EXERCISE INSTRUCTIONS - Pick out each line in the records below that contains the word "negative" and copy those lines.

=== Begin Enclosure ===

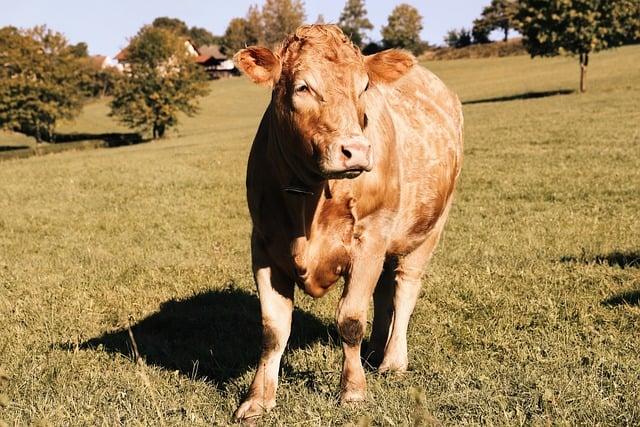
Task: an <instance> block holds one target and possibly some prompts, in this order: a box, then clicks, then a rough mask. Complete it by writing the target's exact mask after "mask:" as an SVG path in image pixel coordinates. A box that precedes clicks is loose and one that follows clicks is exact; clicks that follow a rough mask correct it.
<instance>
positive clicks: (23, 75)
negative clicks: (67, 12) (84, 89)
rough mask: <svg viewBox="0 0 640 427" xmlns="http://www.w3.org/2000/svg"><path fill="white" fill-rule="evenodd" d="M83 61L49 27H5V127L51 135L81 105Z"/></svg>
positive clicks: (49, 137)
mask: <svg viewBox="0 0 640 427" xmlns="http://www.w3.org/2000/svg"><path fill="white" fill-rule="evenodd" d="M79 61H80V60H79V58H77V56H76V55H75V54H74V52H73V49H72V48H71V47H70V46H69V44H68V43H67V40H66V39H65V38H64V36H63V35H62V34H60V33H57V32H54V31H52V30H50V29H48V28H46V27H44V26H40V27H34V28H32V29H29V30H18V29H17V28H14V27H5V28H2V29H0V127H1V128H4V129H9V130H14V131H20V132H24V133H27V134H29V135H32V136H34V137H35V138H36V140H37V141H41V140H43V139H44V140H49V141H50V140H52V139H53V136H54V130H55V126H56V123H57V121H58V120H61V119H72V118H73V117H74V116H76V115H77V114H78V113H79V112H80V109H81V107H82V94H81V92H80V91H79V90H78V82H79V80H80V78H81V75H82V72H83V70H84V69H83V67H82V66H81V64H80V62H79Z"/></svg>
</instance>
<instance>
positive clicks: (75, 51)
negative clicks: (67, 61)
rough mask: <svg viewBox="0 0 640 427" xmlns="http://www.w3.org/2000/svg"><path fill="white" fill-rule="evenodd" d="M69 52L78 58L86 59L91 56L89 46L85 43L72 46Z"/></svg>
mask: <svg viewBox="0 0 640 427" xmlns="http://www.w3.org/2000/svg"><path fill="white" fill-rule="evenodd" d="M69 52H70V53H71V54H72V55H73V56H75V57H76V58H86V57H88V56H89V46H87V44H86V43H85V42H80V43H76V44H72V45H70V46H69Z"/></svg>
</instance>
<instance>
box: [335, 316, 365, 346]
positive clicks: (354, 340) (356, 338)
mask: <svg viewBox="0 0 640 427" xmlns="http://www.w3.org/2000/svg"><path fill="white" fill-rule="evenodd" d="M338 331H339V332H340V337H341V338H342V342H344V343H345V344H346V345H348V346H350V347H354V346H357V345H358V344H360V343H361V342H362V338H364V321H362V320H361V319H359V318H358V317H355V316H349V317H344V318H339V319H338Z"/></svg>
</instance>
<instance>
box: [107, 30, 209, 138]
mask: <svg viewBox="0 0 640 427" xmlns="http://www.w3.org/2000/svg"><path fill="white" fill-rule="evenodd" d="M127 65H128V69H127V72H126V76H125V77H124V78H123V79H122V80H121V81H120V82H119V83H118V84H117V85H116V87H115V90H114V96H113V100H112V101H111V113H110V115H111V116H115V117H117V118H118V119H119V120H120V121H121V122H123V123H124V124H126V125H127V126H129V127H132V128H139V129H142V130H151V131H152V132H153V138H154V139H156V138H162V137H163V136H164V134H165V131H166V129H167V128H169V127H171V126H175V125H177V124H178V112H182V113H185V114H186V115H188V116H193V115H194V114H195V113H196V112H197V111H198V107H197V98H198V97H200V96H203V95H205V94H206V93H207V91H208V89H207V86H206V83H205V81H206V76H205V73H204V71H203V69H202V68H201V67H200V66H199V65H197V64H196V63H195V61H194V60H193V57H191V56H190V55H189V53H188V51H187V49H186V48H185V40H184V38H183V37H179V36H178V35H176V34H175V33H174V32H172V31H169V30H166V29H164V28H157V27H153V26H145V27H143V28H142V29H141V30H140V31H139V32H138V34H137V35H136V36H135V37H134V38H133V39H132V40H131V42H130V43H129V46H128V47H127Z"/></svg>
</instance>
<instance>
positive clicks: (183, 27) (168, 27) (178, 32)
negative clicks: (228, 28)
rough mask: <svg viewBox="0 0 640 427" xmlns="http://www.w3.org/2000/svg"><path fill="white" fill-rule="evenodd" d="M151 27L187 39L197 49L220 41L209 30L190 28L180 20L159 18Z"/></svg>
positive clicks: (176, 19) (152, 24)
mask: <svg viewBox="0 0 640 427" xmlns="http://www.w3.org/2000/svg"><path fill="white" fill-rule="evenodd" d="M151 25H152V26H153V27H156V28H164V29H165V30H169V31H171V32H173V33H175V34H177V35H179V36H182V37H185V38H188V39H189V40H191V41H192V42H193V44H194V45H196V46H197V47H200V46H205V45H209V44H218V43H220V41H221V37H219V36H214V35H213V34H212V33H211V32H210V31H209V30H207V29H206V28H202V27H191V28H189V26H188V25H187V24H186V23H185V22H184V21H183V20H181V19H178V18H170V17H168V16H161V17H158V18H156V19H154V20H153V22H152V23H151Z"/></svg>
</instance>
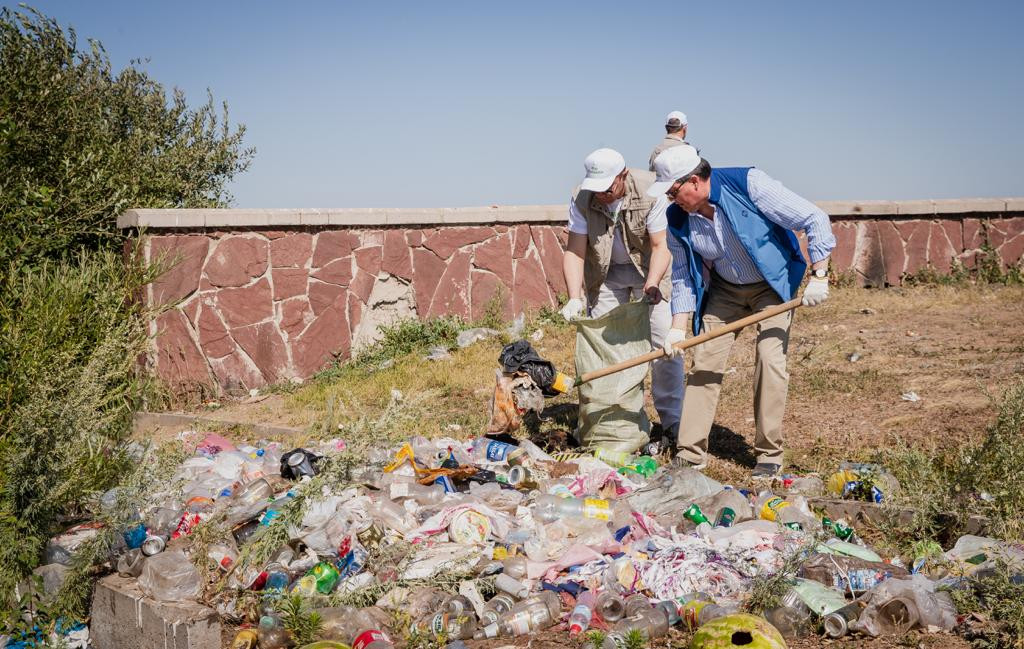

=== End Enclosure ===

OUTPUT OF THE TASK -
negative clicks: (67, 12) (84, 89)
negative clicks: (67, 61)
negative clicks: (228, 28)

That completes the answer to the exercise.